### PROBLEM TO SOLVE
Reproduce the tail of the data exactly. It starts at the line containing "of the potted" and runs to the last line.

### GIVEN INFORMATION
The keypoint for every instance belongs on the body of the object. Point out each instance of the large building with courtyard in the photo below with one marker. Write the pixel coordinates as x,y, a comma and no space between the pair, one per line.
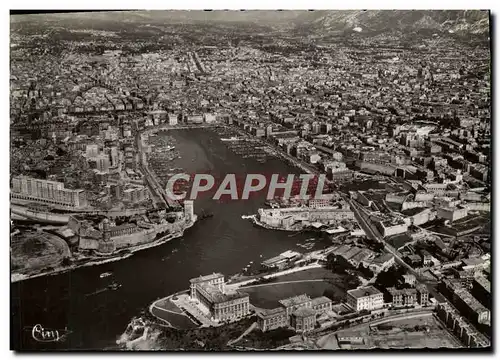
213,298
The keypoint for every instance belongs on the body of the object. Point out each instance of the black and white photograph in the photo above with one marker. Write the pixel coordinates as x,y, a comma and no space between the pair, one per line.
250,180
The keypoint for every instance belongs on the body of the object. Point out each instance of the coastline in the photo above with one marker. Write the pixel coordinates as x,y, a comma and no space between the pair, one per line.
254,220
16,277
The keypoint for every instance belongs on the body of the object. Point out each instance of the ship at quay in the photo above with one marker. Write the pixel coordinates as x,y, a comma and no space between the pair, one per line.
89,243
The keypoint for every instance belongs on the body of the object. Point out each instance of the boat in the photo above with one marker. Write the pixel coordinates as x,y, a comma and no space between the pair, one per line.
205,215
114,286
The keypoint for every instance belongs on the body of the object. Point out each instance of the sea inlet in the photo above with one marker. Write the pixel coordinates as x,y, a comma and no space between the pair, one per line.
222,243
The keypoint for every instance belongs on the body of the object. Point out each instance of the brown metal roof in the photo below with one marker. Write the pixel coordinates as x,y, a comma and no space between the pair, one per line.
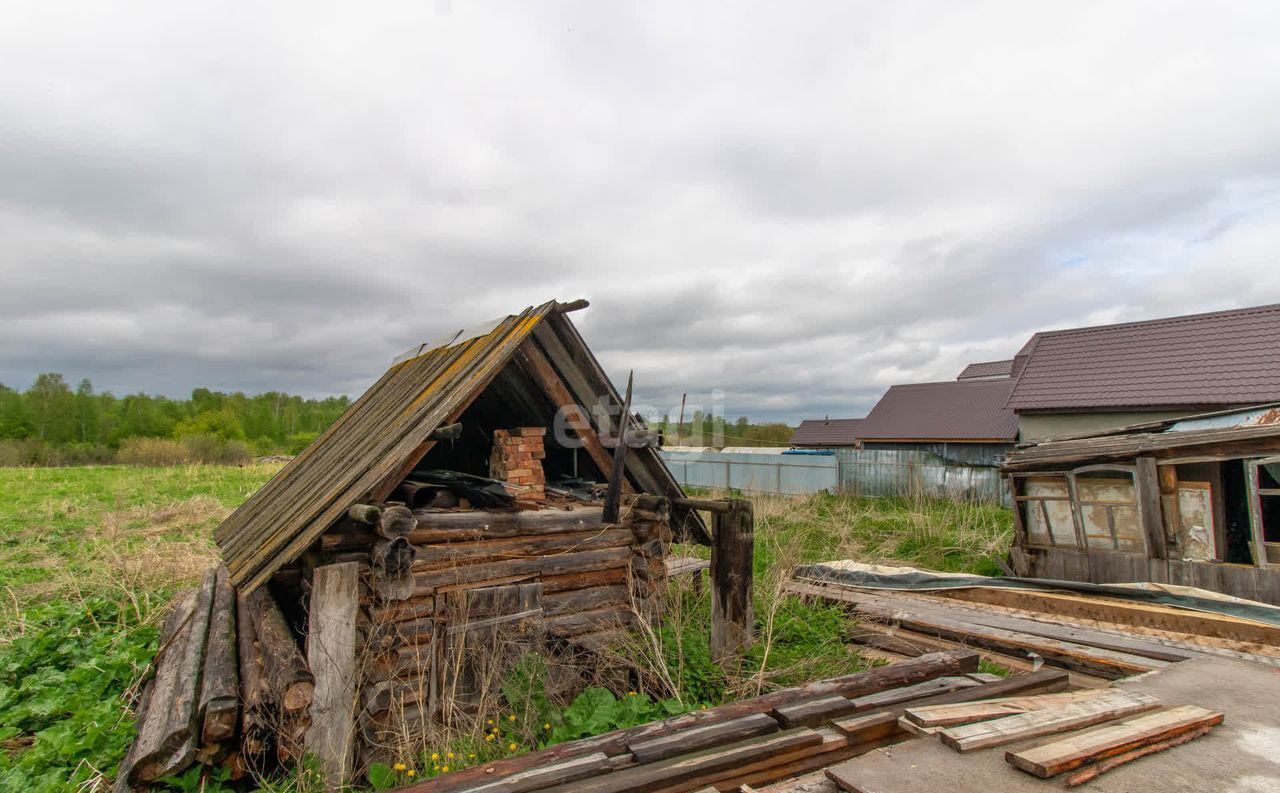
1226,441
952,411
826,432
1221,358
987,370
387,431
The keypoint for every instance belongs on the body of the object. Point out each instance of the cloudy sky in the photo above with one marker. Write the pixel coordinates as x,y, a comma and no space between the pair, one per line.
796,204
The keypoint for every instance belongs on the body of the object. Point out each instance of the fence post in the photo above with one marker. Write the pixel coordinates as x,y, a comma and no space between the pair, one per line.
732,558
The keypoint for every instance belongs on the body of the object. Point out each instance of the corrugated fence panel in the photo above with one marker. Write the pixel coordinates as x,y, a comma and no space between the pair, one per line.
782,473
910,472
873,472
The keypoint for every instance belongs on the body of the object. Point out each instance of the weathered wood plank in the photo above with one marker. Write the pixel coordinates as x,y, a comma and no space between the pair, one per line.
554,774
666,774
616,742
1097,769
703,737
814,711
332,658
732,555
968,713
936,686
1069,753
1074,715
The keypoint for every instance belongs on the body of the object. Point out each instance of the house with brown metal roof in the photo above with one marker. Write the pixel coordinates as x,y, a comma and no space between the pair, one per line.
961,421
1093,379
826,432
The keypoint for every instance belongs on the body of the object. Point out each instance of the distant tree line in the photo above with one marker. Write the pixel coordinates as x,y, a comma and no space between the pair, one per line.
708,430
55,423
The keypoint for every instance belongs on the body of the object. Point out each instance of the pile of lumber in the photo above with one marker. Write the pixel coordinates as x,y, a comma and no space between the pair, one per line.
228,677
1130,728
750,742
905,624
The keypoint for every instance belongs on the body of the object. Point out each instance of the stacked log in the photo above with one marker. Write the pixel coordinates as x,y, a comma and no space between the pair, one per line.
190,707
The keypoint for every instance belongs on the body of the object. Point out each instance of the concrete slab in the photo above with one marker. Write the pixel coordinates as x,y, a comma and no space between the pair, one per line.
1240,756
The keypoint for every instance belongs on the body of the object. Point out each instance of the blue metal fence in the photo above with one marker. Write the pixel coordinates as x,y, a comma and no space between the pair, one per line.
856,471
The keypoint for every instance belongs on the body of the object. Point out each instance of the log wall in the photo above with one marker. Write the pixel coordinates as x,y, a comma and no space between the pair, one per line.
517,580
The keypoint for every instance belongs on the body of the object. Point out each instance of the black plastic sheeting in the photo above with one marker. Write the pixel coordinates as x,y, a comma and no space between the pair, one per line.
924,581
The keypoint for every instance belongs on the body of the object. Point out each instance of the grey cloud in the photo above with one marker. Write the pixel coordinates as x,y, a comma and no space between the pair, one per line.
798,207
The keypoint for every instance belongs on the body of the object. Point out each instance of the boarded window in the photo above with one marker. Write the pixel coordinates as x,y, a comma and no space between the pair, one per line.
1109,510
483,632
1046,505
1196,519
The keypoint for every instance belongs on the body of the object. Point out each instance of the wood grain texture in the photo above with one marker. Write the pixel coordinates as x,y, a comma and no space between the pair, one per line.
332,656
1060,719
1069,753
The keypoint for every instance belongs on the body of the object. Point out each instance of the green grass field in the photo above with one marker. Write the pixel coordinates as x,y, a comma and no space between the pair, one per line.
88,558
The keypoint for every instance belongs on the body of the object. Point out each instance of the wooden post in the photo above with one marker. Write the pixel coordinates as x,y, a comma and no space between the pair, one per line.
332,656
1147,482
732,557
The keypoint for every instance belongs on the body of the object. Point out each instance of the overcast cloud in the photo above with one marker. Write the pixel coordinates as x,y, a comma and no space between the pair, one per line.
796,204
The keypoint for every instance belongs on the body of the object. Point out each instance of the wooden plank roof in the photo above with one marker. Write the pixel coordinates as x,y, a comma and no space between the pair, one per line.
385,431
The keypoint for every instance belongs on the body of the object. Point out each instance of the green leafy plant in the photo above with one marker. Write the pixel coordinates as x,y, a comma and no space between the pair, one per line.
598,710
60,688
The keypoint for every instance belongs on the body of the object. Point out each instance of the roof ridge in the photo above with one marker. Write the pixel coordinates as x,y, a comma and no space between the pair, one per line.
1184,317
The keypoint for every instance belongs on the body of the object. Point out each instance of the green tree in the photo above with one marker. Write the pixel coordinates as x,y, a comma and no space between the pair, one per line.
53,408
214,423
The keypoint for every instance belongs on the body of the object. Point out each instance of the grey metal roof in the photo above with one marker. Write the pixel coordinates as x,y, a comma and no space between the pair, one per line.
826,432
951,411
1220,358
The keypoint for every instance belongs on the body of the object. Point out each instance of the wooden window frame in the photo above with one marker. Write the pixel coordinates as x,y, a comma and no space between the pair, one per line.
1043,510
1078,505
1253,485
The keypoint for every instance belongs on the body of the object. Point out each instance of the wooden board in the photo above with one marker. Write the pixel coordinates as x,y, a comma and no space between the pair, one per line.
332,658
906,693
968,713
703,737
668,774
1074,715
1051,759
554,774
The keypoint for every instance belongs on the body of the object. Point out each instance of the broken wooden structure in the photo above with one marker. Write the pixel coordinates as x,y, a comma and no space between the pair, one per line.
1192,502
490,495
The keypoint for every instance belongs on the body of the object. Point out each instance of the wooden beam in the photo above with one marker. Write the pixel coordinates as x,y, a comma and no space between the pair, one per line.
732,559
1147,487
332,656
1069,753
1073,715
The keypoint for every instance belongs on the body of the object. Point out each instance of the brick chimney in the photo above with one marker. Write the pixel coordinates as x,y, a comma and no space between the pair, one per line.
517,459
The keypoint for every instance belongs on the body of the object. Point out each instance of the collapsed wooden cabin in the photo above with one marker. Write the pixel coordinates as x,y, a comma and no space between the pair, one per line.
1192,502
489,495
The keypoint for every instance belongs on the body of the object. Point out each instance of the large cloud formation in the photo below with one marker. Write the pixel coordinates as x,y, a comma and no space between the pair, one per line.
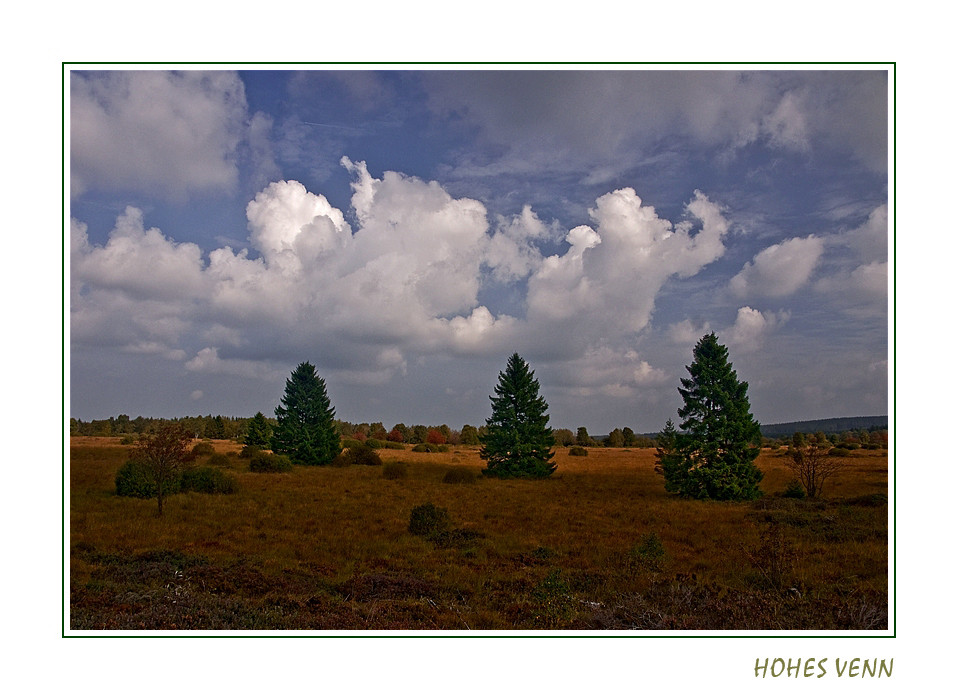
405,283
165,133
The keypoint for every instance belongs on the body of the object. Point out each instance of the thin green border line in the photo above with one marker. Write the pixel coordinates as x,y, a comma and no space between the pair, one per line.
891,67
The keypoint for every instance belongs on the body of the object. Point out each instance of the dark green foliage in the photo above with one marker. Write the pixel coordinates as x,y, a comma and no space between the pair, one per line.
616,439
394,470
428,520
714,456
459,475
207,480
266,462
259,432
668,460
518,442
306,430
133,479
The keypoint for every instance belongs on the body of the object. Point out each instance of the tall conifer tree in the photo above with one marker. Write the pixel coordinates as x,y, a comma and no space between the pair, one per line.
306,431
714,455
518,442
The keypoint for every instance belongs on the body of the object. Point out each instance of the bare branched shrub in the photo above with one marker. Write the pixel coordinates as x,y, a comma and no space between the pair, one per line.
812,465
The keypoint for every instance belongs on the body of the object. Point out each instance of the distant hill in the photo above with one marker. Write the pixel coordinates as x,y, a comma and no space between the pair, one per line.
826,425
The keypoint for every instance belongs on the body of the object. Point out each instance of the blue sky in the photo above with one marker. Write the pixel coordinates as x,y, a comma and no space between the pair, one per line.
407,230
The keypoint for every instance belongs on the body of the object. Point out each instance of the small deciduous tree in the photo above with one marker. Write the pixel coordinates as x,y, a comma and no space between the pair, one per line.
518,442
469,435
162,456
812,465
306,429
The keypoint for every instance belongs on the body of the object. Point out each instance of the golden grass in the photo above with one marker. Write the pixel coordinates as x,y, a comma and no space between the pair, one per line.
326,548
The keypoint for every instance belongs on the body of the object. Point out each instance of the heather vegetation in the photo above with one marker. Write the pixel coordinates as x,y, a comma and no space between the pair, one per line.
306,522
601,545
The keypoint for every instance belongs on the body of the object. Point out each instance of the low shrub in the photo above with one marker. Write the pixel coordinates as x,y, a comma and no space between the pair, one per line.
203,448
218,459
459,475
133,479
429,520
794,490
358,454
430,447
394,470
207,480
649,553
267,462
250,451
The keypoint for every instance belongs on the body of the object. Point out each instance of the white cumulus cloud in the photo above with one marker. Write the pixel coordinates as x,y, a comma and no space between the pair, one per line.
780,270
159,132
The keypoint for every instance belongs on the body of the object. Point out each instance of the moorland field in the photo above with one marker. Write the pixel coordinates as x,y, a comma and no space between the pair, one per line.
598,546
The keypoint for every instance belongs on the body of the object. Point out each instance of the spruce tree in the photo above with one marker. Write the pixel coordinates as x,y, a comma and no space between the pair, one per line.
259,433
716,450
306,430
518,442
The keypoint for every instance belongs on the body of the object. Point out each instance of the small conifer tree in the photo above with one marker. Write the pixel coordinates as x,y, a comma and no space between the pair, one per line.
716,450
259,432
306,429
517,442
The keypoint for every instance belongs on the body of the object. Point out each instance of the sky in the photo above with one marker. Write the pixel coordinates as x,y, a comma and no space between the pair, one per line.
406,231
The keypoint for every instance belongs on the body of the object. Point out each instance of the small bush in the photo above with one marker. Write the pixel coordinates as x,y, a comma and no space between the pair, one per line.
649,553
429,447
134,480
266,462
358,454
793,490
250,451
208,480
459,475
394,470
203,448
218,459
428,520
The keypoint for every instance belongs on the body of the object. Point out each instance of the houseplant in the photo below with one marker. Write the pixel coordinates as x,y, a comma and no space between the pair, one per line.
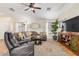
54,29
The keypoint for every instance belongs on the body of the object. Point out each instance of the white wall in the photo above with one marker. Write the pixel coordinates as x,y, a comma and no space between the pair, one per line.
4,25
30,21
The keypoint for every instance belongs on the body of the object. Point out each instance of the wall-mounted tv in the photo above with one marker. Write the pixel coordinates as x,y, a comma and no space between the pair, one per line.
72,25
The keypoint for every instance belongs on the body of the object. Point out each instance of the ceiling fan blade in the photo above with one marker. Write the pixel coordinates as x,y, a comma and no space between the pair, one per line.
12,9
33,11
24,4
36,7
26,9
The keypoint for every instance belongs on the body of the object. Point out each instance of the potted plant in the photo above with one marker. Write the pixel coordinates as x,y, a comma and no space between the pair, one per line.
54,29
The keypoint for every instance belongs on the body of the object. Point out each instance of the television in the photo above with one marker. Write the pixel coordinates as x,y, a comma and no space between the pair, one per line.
72,25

### SOLUTION TO THIS PROBLEM
The keypoint for every instance belongs on the body of the object. Point out each instance of the potted plant in the photo above with one marker. Write the pixel coordinates as x,y, a comma and no space between the pair, one per line.
54,29
The keypoint for every instance belongs on the body of the object. Point out each instance of the television in the photo above with one marker. Write the pixel coordinates as x,y, a comma and no space between the pair, one per line.
72,25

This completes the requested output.